◆ Your instructions ◆
Your response should contain each line of the data that includes "cloud".

Stored items
- - -
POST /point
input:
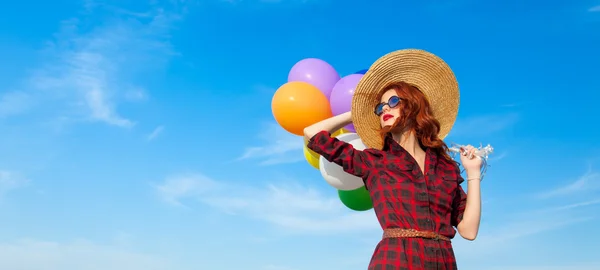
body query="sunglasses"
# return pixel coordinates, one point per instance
(393, 102)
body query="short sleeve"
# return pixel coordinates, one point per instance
(353, 161)
(459, 203)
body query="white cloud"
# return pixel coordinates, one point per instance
(279, 146)
(28, 254)
(483, 125)
(10, 181)
(291, 207)
(588, 182)
(91, 70)
(157, 131)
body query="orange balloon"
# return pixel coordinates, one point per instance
(297, 105)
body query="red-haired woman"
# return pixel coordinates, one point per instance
(402, 109)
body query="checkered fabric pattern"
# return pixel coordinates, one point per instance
(404, 197)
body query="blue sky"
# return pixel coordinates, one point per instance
(139, 135)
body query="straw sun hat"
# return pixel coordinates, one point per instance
(427, 72)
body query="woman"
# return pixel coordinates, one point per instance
(402, 109)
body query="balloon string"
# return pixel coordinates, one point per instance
(482, 152)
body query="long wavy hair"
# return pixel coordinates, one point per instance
(416, 116)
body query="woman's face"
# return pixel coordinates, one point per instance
(388, 109)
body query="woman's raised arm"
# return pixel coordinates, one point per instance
(353, 161)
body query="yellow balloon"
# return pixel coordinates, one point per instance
(311, 158)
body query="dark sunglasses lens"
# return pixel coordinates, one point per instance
(394, 101)
(379, 109)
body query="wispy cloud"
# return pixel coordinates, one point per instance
(91, 70)
(157, 131)
(10, 181)
(279, 146)
(588, 182)
(14, 102)
(483, 125)
(80, 254)
(293, 207)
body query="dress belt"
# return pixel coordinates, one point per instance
(412, 233)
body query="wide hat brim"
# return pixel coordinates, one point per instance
(426, 71)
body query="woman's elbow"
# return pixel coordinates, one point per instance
(308, 133)
(469, 236)
(468, 233)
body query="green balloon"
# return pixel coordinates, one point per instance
(357, 200)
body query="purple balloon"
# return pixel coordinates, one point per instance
(316, 72)
(341, 96)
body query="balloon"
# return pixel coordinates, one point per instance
(357, 199)
(313, 160)
(315, 155)
(334, 175)
(297, 105)
(341, 95)
(316, 72)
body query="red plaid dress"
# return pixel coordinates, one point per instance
(404, 197)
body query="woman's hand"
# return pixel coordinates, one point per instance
(469, 160)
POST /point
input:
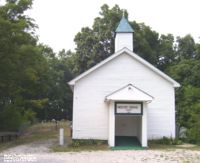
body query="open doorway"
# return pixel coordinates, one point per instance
- - -
◆ Worked solution ◆
body query="white cloud"
body query="wispy cloud"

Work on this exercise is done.